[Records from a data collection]
*****
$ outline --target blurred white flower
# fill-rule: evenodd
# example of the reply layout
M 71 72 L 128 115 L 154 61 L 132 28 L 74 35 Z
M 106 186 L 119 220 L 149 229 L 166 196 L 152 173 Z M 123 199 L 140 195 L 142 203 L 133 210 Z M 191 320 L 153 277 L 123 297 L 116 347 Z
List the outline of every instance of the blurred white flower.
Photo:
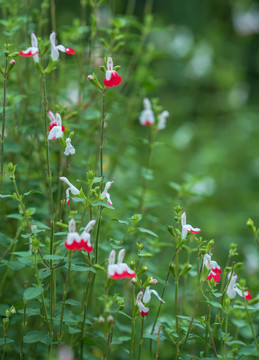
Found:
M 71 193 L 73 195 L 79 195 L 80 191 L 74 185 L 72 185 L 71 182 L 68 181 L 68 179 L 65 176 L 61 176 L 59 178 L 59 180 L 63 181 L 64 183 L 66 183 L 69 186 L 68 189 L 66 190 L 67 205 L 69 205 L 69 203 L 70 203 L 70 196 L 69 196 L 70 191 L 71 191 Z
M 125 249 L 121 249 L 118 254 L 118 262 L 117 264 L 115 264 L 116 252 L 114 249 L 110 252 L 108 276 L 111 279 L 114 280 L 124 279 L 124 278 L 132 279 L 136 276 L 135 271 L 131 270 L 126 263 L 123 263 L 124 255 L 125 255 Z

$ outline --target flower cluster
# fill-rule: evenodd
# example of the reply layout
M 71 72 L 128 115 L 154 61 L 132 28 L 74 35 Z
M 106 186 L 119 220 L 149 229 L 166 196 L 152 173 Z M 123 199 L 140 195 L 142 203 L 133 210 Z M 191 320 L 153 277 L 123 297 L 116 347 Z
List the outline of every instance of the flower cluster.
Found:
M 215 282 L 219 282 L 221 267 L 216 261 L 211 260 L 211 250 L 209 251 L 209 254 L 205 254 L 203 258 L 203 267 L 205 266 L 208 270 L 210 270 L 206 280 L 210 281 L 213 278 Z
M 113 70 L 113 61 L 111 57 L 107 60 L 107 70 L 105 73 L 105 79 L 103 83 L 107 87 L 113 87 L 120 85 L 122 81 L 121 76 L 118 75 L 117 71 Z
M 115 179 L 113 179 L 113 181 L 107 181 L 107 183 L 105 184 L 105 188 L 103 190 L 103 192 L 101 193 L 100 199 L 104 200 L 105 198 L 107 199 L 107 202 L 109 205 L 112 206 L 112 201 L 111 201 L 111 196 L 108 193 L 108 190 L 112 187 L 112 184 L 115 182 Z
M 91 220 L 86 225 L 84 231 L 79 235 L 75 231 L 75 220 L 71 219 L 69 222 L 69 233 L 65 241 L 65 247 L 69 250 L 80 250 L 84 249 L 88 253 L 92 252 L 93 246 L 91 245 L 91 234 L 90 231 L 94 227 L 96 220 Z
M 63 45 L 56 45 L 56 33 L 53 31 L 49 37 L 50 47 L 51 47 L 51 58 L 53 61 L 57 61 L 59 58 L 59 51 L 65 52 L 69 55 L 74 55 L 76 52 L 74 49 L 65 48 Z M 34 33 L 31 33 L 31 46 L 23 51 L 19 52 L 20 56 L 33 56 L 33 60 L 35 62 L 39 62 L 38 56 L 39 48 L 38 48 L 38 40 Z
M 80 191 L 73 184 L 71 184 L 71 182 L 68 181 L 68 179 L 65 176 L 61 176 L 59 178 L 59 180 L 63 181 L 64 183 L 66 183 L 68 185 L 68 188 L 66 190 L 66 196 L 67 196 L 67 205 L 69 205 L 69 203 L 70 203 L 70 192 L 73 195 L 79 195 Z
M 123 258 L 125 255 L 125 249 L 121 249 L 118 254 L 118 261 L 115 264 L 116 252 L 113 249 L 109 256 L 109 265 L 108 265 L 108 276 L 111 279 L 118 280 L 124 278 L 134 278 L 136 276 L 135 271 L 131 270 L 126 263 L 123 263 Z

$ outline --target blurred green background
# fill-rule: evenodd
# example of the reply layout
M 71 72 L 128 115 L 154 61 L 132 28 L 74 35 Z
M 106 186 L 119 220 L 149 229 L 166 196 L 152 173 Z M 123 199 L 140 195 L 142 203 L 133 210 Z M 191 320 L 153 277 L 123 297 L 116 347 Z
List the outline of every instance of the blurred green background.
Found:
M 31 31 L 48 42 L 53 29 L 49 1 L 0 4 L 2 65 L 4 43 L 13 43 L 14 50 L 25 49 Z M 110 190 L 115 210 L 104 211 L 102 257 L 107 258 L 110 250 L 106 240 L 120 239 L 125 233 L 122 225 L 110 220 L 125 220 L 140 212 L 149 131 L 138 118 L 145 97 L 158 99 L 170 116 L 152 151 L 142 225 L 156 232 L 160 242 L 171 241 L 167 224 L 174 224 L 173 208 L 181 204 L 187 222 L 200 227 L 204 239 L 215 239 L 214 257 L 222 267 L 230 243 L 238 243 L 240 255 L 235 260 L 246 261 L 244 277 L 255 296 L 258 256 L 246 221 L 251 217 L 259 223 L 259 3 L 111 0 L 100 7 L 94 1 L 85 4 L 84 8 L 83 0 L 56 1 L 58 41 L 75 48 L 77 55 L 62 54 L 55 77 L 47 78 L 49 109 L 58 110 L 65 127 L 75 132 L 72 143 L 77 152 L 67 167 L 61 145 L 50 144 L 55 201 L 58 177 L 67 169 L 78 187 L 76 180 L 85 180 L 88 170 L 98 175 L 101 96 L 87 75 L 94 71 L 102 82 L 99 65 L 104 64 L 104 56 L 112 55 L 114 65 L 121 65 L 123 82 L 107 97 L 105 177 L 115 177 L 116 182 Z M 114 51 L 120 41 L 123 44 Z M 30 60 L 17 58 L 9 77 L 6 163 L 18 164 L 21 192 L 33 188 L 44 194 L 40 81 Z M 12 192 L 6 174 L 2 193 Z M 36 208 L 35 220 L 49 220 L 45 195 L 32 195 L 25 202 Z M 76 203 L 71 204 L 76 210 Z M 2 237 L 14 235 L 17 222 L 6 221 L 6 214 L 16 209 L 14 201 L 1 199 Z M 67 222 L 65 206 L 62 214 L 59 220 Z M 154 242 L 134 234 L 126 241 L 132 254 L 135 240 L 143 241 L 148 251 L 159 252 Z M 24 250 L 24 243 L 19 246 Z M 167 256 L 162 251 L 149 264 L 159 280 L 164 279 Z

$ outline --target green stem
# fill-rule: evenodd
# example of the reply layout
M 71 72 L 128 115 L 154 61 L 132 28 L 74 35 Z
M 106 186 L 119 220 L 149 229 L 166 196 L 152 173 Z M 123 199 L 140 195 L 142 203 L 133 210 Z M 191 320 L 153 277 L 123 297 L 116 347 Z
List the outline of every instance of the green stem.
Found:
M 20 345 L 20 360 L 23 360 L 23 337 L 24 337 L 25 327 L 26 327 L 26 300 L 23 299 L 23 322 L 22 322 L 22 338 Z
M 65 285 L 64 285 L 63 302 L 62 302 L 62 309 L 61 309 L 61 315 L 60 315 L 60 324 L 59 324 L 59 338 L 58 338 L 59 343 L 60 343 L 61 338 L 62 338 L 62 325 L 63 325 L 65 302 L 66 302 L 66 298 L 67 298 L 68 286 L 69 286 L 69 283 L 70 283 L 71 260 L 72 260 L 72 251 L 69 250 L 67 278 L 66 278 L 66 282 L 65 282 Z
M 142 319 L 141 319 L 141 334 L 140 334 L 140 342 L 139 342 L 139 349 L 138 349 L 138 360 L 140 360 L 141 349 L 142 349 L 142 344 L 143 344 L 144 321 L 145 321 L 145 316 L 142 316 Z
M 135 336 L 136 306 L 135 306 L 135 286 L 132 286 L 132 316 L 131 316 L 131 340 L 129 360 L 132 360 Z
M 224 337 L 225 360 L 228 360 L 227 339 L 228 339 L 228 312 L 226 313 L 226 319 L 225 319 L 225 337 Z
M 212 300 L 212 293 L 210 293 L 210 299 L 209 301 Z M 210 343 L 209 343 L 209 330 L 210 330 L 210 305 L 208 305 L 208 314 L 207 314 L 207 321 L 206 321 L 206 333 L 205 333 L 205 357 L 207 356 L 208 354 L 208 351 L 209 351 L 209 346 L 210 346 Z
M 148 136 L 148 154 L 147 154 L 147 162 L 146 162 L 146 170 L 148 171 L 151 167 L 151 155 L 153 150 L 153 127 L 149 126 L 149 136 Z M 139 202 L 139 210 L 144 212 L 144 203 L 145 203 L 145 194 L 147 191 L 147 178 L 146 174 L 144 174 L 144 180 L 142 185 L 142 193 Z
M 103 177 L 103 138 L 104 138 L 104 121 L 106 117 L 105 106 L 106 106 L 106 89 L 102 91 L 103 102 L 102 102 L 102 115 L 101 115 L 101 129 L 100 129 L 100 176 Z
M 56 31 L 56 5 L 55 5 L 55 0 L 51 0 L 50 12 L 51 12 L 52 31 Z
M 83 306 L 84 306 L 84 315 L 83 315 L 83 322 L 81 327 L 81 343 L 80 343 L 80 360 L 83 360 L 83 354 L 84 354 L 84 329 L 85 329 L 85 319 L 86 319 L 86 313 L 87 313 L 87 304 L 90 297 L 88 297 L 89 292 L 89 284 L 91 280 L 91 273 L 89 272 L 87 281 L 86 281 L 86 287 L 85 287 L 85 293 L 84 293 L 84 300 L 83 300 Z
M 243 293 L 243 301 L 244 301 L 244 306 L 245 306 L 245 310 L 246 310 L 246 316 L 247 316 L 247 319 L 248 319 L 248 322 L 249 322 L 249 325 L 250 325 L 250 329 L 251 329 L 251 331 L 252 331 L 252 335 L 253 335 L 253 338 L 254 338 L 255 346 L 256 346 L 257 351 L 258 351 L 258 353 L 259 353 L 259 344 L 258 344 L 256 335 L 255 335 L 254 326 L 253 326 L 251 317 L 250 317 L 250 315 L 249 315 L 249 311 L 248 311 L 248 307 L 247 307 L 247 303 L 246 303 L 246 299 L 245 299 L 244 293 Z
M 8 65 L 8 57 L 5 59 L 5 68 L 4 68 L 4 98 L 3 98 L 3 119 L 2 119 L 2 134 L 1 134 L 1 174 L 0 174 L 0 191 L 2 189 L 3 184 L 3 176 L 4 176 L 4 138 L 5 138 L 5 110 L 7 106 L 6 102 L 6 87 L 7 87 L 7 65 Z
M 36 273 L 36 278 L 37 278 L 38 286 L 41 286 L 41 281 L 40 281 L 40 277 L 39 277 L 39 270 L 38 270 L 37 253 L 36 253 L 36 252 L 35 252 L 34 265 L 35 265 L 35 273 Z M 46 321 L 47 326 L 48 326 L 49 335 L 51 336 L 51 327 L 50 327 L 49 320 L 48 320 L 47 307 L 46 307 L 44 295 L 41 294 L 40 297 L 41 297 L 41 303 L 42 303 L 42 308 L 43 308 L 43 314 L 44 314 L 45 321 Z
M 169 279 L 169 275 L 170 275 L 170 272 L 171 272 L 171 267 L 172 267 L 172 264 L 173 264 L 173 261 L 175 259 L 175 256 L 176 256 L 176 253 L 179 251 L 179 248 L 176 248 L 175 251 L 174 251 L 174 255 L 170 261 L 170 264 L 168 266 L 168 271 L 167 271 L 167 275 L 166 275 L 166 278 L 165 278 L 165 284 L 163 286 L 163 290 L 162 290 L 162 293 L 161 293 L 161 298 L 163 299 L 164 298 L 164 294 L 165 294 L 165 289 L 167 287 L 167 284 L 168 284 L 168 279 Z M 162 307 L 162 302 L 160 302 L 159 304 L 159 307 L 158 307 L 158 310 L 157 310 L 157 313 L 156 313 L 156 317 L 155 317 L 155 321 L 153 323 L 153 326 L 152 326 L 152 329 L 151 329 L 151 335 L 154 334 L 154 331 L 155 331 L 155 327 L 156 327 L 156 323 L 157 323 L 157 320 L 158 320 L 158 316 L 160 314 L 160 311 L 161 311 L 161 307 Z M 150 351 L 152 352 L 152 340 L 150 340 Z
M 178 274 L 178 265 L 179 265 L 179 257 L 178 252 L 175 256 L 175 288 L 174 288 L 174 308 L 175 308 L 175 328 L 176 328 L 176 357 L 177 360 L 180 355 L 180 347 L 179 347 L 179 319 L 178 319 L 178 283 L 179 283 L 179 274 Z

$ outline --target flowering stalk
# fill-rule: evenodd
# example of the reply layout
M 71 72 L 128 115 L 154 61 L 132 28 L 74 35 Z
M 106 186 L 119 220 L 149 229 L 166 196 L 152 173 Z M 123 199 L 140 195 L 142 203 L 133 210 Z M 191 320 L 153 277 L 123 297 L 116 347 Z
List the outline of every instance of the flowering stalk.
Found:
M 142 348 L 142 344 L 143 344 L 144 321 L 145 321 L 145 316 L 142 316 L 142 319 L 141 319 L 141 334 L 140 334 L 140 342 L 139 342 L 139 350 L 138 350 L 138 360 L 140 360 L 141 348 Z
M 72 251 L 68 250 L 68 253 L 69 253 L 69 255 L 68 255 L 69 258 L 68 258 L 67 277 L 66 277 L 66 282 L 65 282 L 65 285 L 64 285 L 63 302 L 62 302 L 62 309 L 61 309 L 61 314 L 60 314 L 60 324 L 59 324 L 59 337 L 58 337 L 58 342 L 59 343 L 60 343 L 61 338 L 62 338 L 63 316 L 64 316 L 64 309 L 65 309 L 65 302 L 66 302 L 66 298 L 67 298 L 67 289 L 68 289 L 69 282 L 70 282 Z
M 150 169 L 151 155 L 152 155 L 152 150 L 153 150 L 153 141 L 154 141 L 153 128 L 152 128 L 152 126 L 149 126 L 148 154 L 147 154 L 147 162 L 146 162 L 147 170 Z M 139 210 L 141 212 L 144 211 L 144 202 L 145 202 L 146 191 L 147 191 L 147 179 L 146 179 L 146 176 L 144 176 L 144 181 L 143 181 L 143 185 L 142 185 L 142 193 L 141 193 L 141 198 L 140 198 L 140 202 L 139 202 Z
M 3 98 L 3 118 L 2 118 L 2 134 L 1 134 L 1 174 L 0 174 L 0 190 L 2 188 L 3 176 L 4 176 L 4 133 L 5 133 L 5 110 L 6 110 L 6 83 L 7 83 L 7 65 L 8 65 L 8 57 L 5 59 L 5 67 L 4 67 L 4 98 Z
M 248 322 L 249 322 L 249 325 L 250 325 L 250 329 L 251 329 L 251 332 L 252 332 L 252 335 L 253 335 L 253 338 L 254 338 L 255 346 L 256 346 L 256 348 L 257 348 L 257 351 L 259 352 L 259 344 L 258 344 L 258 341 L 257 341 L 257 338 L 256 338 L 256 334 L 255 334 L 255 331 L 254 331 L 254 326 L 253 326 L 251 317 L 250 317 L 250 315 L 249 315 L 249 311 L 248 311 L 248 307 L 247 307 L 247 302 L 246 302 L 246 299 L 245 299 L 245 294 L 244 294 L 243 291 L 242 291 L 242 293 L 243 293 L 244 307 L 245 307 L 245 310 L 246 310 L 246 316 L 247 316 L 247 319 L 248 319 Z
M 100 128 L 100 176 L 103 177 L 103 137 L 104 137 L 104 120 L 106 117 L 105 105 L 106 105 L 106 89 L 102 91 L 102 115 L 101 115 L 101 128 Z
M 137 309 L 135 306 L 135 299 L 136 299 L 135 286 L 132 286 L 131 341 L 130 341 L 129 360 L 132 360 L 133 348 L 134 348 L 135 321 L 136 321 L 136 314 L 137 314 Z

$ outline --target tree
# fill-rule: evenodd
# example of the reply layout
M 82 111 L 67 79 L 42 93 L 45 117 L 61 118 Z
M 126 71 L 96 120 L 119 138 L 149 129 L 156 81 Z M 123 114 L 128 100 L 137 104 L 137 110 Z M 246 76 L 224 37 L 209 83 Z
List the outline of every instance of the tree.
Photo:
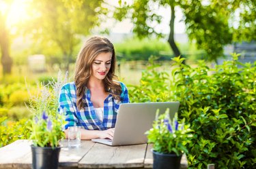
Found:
*****
▸ **The exercise**
Duplicate the stretch of material from its beginning through the line containing "M 71 193 L 73", keeping each line identical. Leave the pictures out of your answer.

▸ **Task solution**
$ outline --target blurred white flower
# fill-rule: evenodd
# example of the reply layout
M 71 72 L 128 115 L 154 61 L 132 28 L 74 35 Z
M 106 186 L 119 220 L 149 229 L 166 196 L 152 173 Z M 123 199 L 140 195 L 142 203 L 133 210 Z M 191 320 L 153 277 L 123 297 L 116 347 Z
List the outline of every instance of the blurred white flower.
Photo:
Found:
M 71 193 L 73 195 L 79 195 L 80 191 L 74 185 L 72 185 L 71 182 L 68 181 L 68 179 L 65 176 L 61 176 L 59 178 L 59 180 L 63 181 L 64 183 L 66 183 L 69 186 L 68 189 L 66 190 L 67 205 L 69 205 L 69 203 L 70 203 L 70 196 L 69 196 L 70 191 L 71 191 Z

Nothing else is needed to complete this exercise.